**Exercise aim**. Rewrite the data starting with the line that contains "# trace the outline of every instance of the winged" and continuing through the end of the data, with each coordinate in the answer outlines multiplied by 2.25 and rounded to the nearest whole number, halves up. Keep every other line, including the requests and their format samples, unchanged.

Picture shape labeling data:
____________________

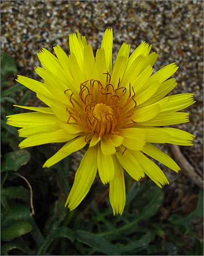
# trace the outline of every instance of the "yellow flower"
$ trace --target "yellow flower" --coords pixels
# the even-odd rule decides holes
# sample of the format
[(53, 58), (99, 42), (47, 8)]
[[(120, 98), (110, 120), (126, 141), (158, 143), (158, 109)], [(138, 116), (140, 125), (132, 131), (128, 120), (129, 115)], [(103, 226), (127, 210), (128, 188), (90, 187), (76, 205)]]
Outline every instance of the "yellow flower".
[(160, 187), (168, 181), (146, 155), (180, 170), (152, 143), (192, 145), (193, 135), (157, 127), (189, 122), (188, 113), (178, 111), (195, 102), (193, 95), (166, 96), (177, 84), (174, 78), (168, 78), (178, 67), (172, 63), (153, 74), (158, 55), (150, 54), (151, 46), (145, 42), (130, 56), (130, 46), (124, 43), (113, 66), (112, 29), (105, 32), (96, 58), (78, 32), (70, 35), (69, 45), (68, 57), (59, 45), (54, 47), (56, 57), (44, 48), (38, 54), (44, 69), (37, 67), (35, 71), (43, 83), (18, 76), (17, 81), (48, 107), (16, 106), (35, 112), (9, 115), (7, 123), (21, 128), (19, 135), (26, 138), (19, 144), (21, 148), (66, 142), (43, 167), (87, 144), (66, 205), (71, 210), (78, 206), (98, 170), (102, 183), (109, 184), (114, 214), (121, 214), (126, 202), (123, 169), (136, 180), (146, 174)]

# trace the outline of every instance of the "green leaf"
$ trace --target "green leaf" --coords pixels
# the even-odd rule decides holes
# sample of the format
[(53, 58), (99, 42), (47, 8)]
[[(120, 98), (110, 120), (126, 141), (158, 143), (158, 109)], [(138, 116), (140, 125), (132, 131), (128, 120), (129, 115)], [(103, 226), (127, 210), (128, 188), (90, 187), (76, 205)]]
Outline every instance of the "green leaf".
[(6, 243), (1, 246), (1, 255), (7, 255), (7, 253), (13, 250), (18, 249), (24, 253), (28, 252), (28, 255), (35, 255), (28, 247), (26, 243), (21, 238), (17, 238), (10, 243)]
[(12, 96), (14, 93), (18, 91), (22, 91), (25, 87), (20, 83), (15, 84), (5, 90), (1, 92), (1, 97), (5, 97), (6, 96)]
[(152, 232), (148, 232), (142, 237), (137, 241), (131, 242), (127, 244), (121, 244), (117, 243), (115, 244), (120, 252), (130, 252), (139, 247), (147, 247), (149, 243), (154, 237), (154, 234)]
[(29, 152), (24, 149), (6, 153), (1, 159), (1, 172), (16, 172), (21, 166), (26, 164), (30, 158), (30, 154)]
[(105, 239), (83, 230), (76, 231), (76, 239), (107, 255), (120, 255), (118, 248)]
[(67, 209), (65, 207), (60, 199), (55, 204), (54, 211), (53, 214), (46, 221), (44, 228), (44, 232), (48, 234), (52, 230), (57, 228), (64, 220), (67, 214)]
[(6, 229), (15, 222), (29, 222), (33, 226), (30, 234), (36, 242), (37, 245), (40, 246), (42, 243), (44, 238), (33, 218), (30, 216), (29, 206), (12, 202), (9, 205), (9, 214), (5, 214), (5, 211), (3, 208), (1, 209), (2, 216), (6, 216), (6, 218), (1, 220), (1, 228)]
[(6, 209), (7, 211), (9, 211), (9, 206), (6, 200), (6, 197), (1, 194), (1, 203), (3, 206)]
[[(163, 195), (162, 190), (155, 186), (154, 193), (152, 194), (151, 201), (145, 206), (139, 209), (139, 213), (131, 221), (126, 223), (116, 229), (120, 234), (128, 235), (138, 232), (139, 228), (138, 224), (145, 222), (150, 217), (153, 216), (157, 211), (162, 204)], [(114, 232), (112, 230), (102, 232), (97, 234), (99, 237), (104, 237), (110, 241), (115, 238)]]
[(60, 227), (53, 230), (47, 237), (45, 241), (40, 247), (37, 255), (45, 255), (46, 251), (53, 241), (59, 237), (65, 237), (73, 242), (75, 234), (73, 231), (66, 227)]
[(192, 220), (197, 218), (203, 218), (203, 215), (204, 195), (203, 191), (200, 190), (197, 206), (194, 211), (185, 218), (173, 214), (168, 218), (168, 220), (174, 228), (177, 227), (180, 233), (185, 234), (190, 230)]
[(16, 74), (17, 72), (14, 59), (5, 51), (1, 53), (1, 72), (4, 77), (11, 74)]
[(203, 244), (200, 240), (196, 237), (193, 252), (192, 255), (203, 255)]
[(14, 100), (14, 99), (13, 99), (13, 98), (11, 98), (10, 97), (3, 97), (2, 98), (1, 97), (0, 102), (1, 103), (4, 103), (5, 101), (11, 102), (13, 104), (17, 104), (16, 101)]
[(30, 199), (30, 192), (24, 187), (10, 186), (1, 190), (1, 196), (6, 197), (7, 199), (17, 198), (25, 201)]
[(32, 229), (32, 225), (29, 222), (20, 222), (7, 229), (3, 229), (1, 232), (1, 238), (4, 241), (11, 241), (29, 233)]

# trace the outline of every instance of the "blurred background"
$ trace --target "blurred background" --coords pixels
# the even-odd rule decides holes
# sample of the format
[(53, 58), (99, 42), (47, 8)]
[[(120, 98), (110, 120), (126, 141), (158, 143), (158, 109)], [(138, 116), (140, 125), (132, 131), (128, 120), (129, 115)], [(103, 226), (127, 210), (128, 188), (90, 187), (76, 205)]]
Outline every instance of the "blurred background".
[[(1, 254), (202, 255), (203, 1), (2, 0), (0, 7)], [(59, 44), (69, 54), (69, 34), (78, 30), (96, 53), (107, 27), (113, 29), (114, 61), (123, 42), (132, 52), (145, 41), (159, 54), (156, 71), (172, 62), (179, 66), (173, 93), (193, 93), (196, 101), (184, 110), (191, 122), (174, 126), (196, 137), (193, 146), (159, 145), (176, 161), (181, 154), (181, 171), (159, 165), (170, 183), (162, 190), (148, 179), (127, 179), (126, 206), (116, 217), (108, 186), (99, 179), (77, 209), (64, 208), (83, 152), (42, 169), (61, 145), (20, 150), (17, 129), (5, 124), (6, 115), (26, 112), (13, 104), (41, 105), (15, 81), (17, 74), (41, 81), (34, 70), (40, 65), (37, 52), (53, 53)]]

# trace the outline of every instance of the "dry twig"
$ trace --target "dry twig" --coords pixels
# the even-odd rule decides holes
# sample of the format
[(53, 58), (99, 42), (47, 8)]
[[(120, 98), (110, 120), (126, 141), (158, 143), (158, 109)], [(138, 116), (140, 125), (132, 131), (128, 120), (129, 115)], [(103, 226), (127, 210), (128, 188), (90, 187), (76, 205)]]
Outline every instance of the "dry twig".
[(184, 157), (179, 147), (176, 145), (171, 145), (170, 146), (174, 154), (174, 158), (180, 167), (181, 172), (192, 180), (200, 188), (203, 189), (204, 181), (203, 179), (196, 172), (194, 168)]

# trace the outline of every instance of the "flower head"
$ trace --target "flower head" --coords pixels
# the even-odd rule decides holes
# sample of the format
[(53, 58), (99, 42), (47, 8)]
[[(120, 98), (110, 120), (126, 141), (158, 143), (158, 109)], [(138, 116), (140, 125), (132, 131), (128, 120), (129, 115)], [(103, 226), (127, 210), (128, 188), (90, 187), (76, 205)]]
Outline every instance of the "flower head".
[(161, 169), (147, 156), (175, 172), (180, 167), (152, 143), (190, 146), (194, 136), (160, 126), (189, 122), (178, 112), (195, 102), (192, 93), (166, 96), (176, 85), (169, 78), (178, 69), (169, 64), (153, 74), (158, 55), (150, 54), (145, 42), (129, 56), (130, 45), (121, 46), (112, 65), (113, 32), (107, 29), (95, 58), (86, 38), (69, 37), (71, 54), (59, 45), (56, 57), (45, 49), (38, 54), (44, 69), (37, 67), (42, 83), (18, 76), (17, 81), (36, 94), (48, 107), (18, 107), (32, 113), (7, 116), (7, 123), (21, 128), (26, 138), (21, 148), (66, 142), (43, 167), (48, 167), (88, 145), (66, 205), (75, 209), (89, 192), (98, 171), (109, 183), (114, 214), (125, 205), (124, 169), (136, 180), (147, 175), (160, 187), (168, 184)]

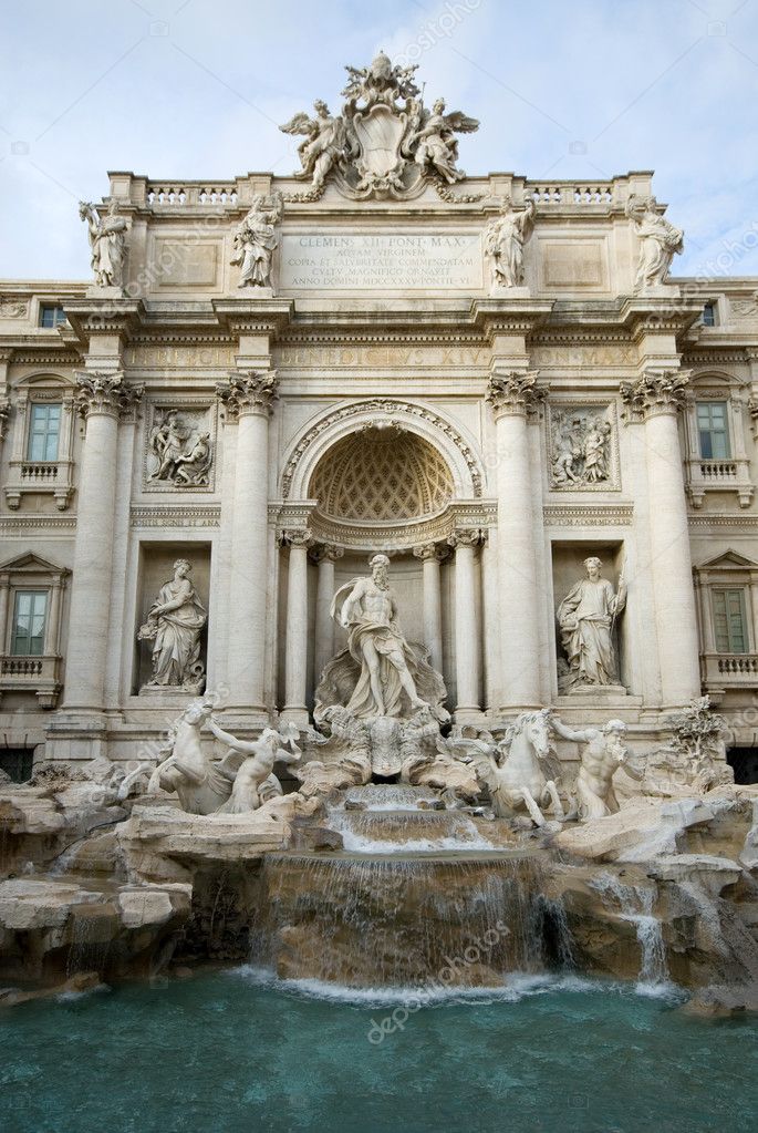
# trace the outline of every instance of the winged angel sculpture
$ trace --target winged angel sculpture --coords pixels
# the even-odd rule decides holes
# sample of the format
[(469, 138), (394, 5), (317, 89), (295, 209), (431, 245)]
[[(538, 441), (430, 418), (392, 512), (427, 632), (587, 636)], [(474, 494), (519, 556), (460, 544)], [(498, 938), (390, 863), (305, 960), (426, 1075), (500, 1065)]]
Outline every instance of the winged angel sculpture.
[(370, 67), (346, 68), (339, 114), (319, 100), (316, 117), (301, 112), (281, 127), (304, 135), (298, 146), (302, 168), (294, 176), (310, 180), (311, 199), (321, 195), (329, 174), (342, 193), (359, 199), (413, 196), (428, 177), (445, 186), (465, 178), (457, 168), (456, 134), (472, 134), (479, 121), (460, 111), (445, 113), (442, 99), (427, 109), (416, 68), (394, 66), (380, 52)]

____________________

**Expected answer**.
# trace the outline of every instance of the winged angel sculpture
$ trace --target winged angel sculpture --coords pixels
# the even-odd rule decides holes
# sample of the format
[(469, 138), (394, 5), (317, 89), (295, 209), (431, 245)]
[[(538, 441), (430, 418), (392, 512), (427, 632), (587, 636)], [(474, 494), (519, 556), (460, 544)], [(498, 938), (390, 863), (305, 960), (426, 1075), (500, 1065)]]
Outline every instance of the winged angel sculpture.
[(833, 151), (779, 153), (763, 257), (718, 225), (711, 263), (677, 252), (632, 286), (684, 304), (671, 329), (680, 378), (662, 396), (698, 405), (700, 448), (722, 439), (740, 392), (770, 434), (808, 448), (929, 441), (963, 398), (1001, 419), (1046, 401), (1028, 378), (1026, 302), (1062, 302), (1078, 272), (1035, 250), (1001, 254), (995, 223), (961, 245), (936, 153), (887, 149), (855, 117)]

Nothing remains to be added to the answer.